[PASSAGE Boundary: Start]

Article
Statin use by patients with muscle damage may induce neoantigens, leading to polymyalgia rheumatica and giant cell arteritis.
de Jong HJI, Meyboom RHB, Helle MJ, et al. Letters. Giant Cell Arteritis and Polymyalgia Rheumatica After Reexposure to a Statin: A Case ReportAnn Intern Med. (2014) 161:614-615. doi:10.7326/L14-5020-6
Suspect PMR and GCA when a patient on statins presents with morning stiffness as well as myalgia of the hips and shoulders, these authors advise.
They discuss a 78-year-old woman in whom PMR and GCA developed after she took atorvastatin (Lipitor) for hypercholesterolemia. While on the statin, she presented with muscle pain in the hips and shoulders.
Post-PMR diagnosis, she stopped the statin and the muscle pain resolved, but her cholesterol levels rose. She switched to rosuvastatin (Crestor) but the PMR and GCA recurred. Both were ultimately controlled with courses of prednisolone and corticosteroids.
As a result of muscle damage, statins may induce neoantigens, leading to autoimmunity, the authors suggest. They previously reported a strong epidemiologyical association between statins and PMR in an adverse-event reporting database.

[PASSAGE Boundary: End]
[RECORDS Boundary: Start]

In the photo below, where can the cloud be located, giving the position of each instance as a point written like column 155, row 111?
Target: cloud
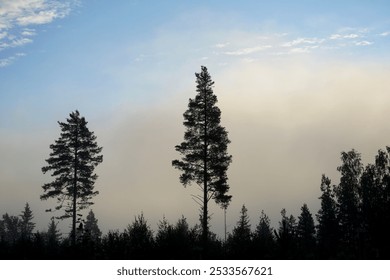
column 9, row 60
column 384, row 34
column 246, row 51
column 222, row 45
column 363, row 43
column 18, row 16
column 300, row 41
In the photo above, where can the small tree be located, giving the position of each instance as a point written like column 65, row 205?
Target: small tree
column 286, row 235
column 348, row 199
column 306, row 232
column 91, row 227
column 204, row 151
column 239, row 242
column 11, row 228
column 328, row 224
column 72, row 161
column 26, row 224
column 263, row 238
column 139, row 239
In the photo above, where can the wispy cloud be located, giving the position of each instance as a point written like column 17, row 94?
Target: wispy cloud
column 363, row 43
column 300, row 41
column 222, row 45
column 384, row 34
column 247, row 51
column 18, row 17
column 9, row 60
column 344, row 36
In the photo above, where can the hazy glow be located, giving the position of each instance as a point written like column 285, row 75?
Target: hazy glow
column 291, row 101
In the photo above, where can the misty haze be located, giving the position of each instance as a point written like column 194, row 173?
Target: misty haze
column 221, row 130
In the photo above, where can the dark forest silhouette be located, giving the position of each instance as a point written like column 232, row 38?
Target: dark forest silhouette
column 352, row 222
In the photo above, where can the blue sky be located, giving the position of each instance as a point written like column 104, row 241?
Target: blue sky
column 297, row 80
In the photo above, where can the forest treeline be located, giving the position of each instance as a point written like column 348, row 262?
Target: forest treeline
column 352, row 223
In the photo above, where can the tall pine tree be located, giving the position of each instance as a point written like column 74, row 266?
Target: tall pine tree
column 204, row 150
column 74, row 156
column 26, row 224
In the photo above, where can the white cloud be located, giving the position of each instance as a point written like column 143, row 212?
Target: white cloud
column 384, row 34
column 9, row 60
column 351, row 36
column 222, row 45
column 246, row 51
column 364, row 43
column 18, row 16
column 28, row 32
column 300, row 41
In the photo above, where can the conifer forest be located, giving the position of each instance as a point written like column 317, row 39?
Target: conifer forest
column 352, row 221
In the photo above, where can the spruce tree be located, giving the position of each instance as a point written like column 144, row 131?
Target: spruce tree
column 306, row 233
column 328, row 225
column 348, row 199
column 91, row 227
column 26, row 224
column 239, row 242
column 204, row 150
column 263, row 238
column 74, row 156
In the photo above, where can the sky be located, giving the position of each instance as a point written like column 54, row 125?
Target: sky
column 297, row 82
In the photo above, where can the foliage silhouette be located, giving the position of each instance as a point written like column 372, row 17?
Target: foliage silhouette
column 72, row 161
column 204, row 150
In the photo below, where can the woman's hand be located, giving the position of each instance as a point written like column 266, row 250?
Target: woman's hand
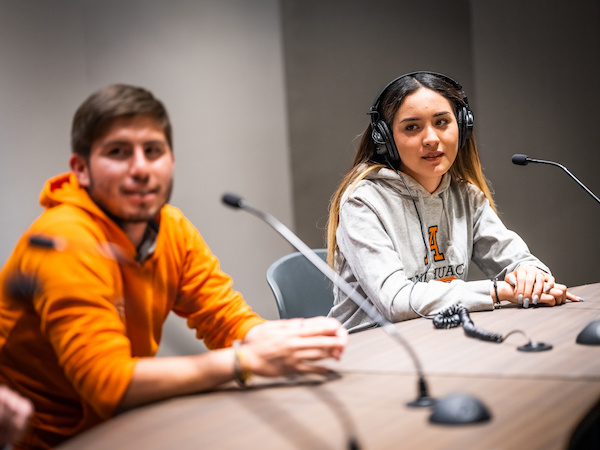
column 532, row 286
column 284, row 347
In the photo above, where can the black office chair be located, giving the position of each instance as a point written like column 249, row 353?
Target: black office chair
column 300, row 289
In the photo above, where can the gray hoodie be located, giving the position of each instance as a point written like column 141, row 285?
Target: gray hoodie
column 382, row 252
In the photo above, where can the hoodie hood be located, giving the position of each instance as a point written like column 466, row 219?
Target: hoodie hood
column 64, row 191
column 394, row 179
column 64, row 188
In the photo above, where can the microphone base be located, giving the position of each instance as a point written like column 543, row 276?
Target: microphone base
column 422, row 402
column 535, row 347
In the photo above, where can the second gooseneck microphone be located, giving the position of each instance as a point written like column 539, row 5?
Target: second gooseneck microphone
column 522, row 160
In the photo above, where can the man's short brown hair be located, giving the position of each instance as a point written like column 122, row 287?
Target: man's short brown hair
column 101, row 108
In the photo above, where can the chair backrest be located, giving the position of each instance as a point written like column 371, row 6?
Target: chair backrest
column 300, row 289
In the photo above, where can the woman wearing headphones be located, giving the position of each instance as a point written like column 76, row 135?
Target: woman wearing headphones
column 415, row 209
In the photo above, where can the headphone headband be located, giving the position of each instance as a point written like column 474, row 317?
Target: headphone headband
column 386, row 151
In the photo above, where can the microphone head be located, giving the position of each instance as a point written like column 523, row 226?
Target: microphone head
column 235, row 201
column 520, row 159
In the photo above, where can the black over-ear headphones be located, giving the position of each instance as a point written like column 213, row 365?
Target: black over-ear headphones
column 385, row 147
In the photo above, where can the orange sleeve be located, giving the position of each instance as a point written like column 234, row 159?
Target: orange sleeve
column 206, row 298
column 77, row 303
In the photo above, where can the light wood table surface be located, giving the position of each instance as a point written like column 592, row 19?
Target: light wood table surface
column 536, row 399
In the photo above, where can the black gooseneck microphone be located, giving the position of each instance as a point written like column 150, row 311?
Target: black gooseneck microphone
column 590, row 335
column 453, row 410
column 522, row 160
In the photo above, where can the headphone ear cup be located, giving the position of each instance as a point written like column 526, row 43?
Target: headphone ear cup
column 465, row 125
column 385, row 147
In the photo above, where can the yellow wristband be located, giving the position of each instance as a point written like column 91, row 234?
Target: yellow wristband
column 241, row 371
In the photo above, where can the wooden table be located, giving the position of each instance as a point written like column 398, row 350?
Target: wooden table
column 536, row 399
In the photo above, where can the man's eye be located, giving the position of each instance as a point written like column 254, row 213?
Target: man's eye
column 117, row 152
column 153, row 152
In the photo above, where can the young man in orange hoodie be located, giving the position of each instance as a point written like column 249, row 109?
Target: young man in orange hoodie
column 90, row 284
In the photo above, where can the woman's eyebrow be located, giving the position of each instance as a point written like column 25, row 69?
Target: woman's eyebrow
column 412, row 119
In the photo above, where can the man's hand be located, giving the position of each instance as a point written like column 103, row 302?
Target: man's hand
column 15, row 412
column 289, row 346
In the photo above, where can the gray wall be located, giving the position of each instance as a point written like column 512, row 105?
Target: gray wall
column 267, row 97
column 530, row 69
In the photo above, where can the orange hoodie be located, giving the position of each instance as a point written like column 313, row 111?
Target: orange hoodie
column 70, row 340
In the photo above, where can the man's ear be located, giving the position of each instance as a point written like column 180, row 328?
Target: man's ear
column 80, row 169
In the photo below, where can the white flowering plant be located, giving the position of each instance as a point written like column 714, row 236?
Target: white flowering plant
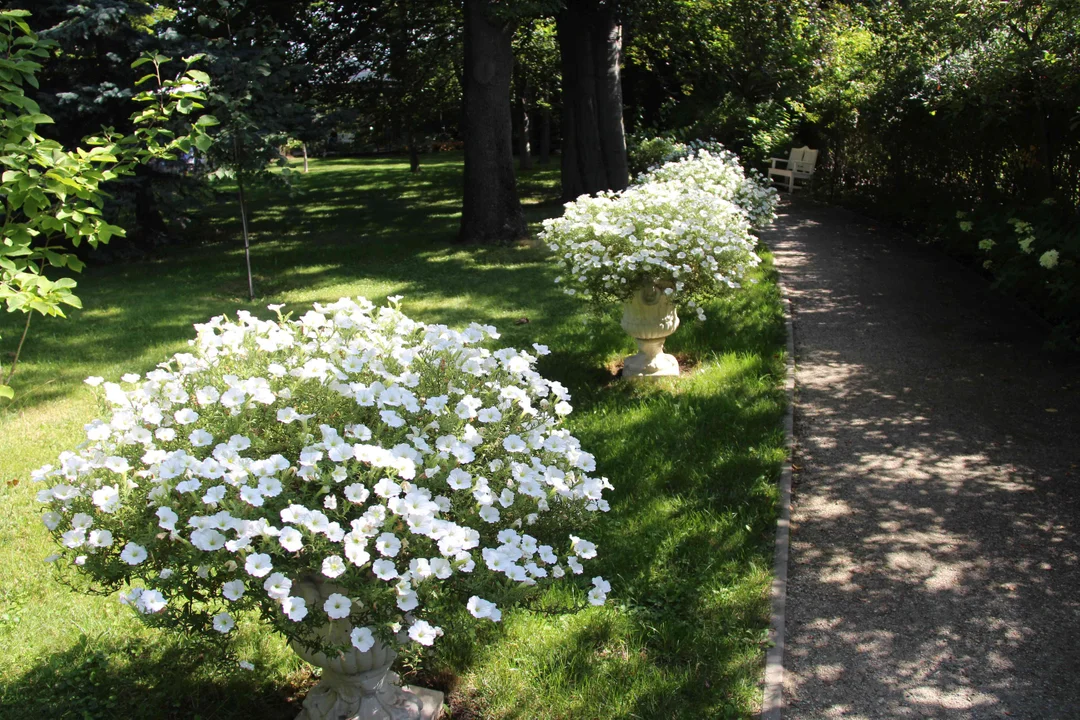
column 678, row 234
column 408, row 466
column 719, row 171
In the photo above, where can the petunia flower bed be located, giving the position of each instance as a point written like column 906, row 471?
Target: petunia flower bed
column 718, row 171
column 408, row 466
column 674, row 234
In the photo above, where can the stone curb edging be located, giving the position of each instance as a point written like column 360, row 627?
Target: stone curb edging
column 773, row 700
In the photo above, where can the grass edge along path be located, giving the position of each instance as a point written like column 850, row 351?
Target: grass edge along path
column 687, row 545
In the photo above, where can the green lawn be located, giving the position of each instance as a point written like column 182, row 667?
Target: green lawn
column 687, row 545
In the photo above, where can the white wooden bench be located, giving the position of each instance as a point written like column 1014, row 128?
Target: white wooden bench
column 798, row 166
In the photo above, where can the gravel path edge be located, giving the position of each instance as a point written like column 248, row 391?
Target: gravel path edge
column 772, row 702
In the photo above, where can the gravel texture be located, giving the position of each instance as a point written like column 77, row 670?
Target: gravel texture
column 934, row 531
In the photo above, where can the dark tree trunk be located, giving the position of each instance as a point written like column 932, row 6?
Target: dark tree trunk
column 544, row 137
column 414, row 152
column 491, row 212
column 594, row 145
column 524, row 147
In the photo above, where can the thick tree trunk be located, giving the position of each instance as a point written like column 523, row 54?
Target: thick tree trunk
column 544, row 137
column 524, row 147
column 594, row 144
column 414, row 152
column 491, row 212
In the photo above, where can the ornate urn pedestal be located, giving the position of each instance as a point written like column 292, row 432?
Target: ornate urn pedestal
column 358, row 685
column 649, row 317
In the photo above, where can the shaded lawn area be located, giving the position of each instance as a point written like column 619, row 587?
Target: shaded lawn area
column 687, row 545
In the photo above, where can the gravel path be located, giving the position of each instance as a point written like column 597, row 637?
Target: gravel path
column 935, row 531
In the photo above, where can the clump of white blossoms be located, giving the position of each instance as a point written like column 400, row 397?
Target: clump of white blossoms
column 680, row 234
column 404, row 465
column 719, row 172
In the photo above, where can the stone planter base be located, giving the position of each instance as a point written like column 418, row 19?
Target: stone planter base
column 358, row 685
column 651, row 362
column 374, row 695
column 649, row 317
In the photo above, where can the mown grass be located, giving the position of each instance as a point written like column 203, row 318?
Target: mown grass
column 687, row 544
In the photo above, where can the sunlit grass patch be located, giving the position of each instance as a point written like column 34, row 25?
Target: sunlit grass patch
column 687, row 545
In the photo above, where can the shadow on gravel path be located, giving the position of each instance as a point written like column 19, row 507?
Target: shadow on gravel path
column 935, row 535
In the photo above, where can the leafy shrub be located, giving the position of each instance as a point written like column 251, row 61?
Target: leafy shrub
column 405, row 463
column 1034, row 254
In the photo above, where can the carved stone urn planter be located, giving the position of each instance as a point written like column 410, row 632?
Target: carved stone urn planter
column 649, row 317
column 358, row 685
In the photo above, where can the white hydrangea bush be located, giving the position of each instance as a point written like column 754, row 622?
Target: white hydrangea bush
column 677, row 234
column 407, row 464
column 719, row 171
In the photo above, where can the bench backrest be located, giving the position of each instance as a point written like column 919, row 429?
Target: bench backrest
column 802, row 160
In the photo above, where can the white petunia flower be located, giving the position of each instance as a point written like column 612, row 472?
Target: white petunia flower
column 334, row 566
column 295, row 609
column 133, row 554
column 388, row 544
column 481, row 608
column 337, row 606
column 278, row 586
column 224, row 622
column 385, row 570
column 362, row 639
column 424, row 633
column 107, row 498
column 258, row 565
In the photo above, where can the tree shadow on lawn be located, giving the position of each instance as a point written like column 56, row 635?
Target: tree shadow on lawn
column 687, row 547
column 135, row 311
column 104, row 679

[RECORDS Boundary: End]

**WORK INSTRUCTION 1**
In one to three sentences, explain how the authors of the article think statins could lead to polymyalgia rheumatica and giant cell arteritis.
**WORK INSTRUCTION 2**
Repeat the article word for word, starting at "Post-PMR diagnosis, she" and ending at "prednisolone and corticosteroids.".
The data after the article is separate material.

**FINAL ANSWER 1**
The authors suggest that statins may induce neoantigens as a result of muscle damage. These neoantigens may lead to autoimmunity, and from there to polymyalgia rheumatica and giant cell arteritis.

**FINAL ANSWER 2**
Post-PMR diagnosis, she stopped the statin and the muscle pain resolved, but her cholesterol levels rose. She switched to rosuvastatin (Crestor) but the PMR and GCA recurred. Both were ultimately controlled with courses of prednisolone and corticosteroids.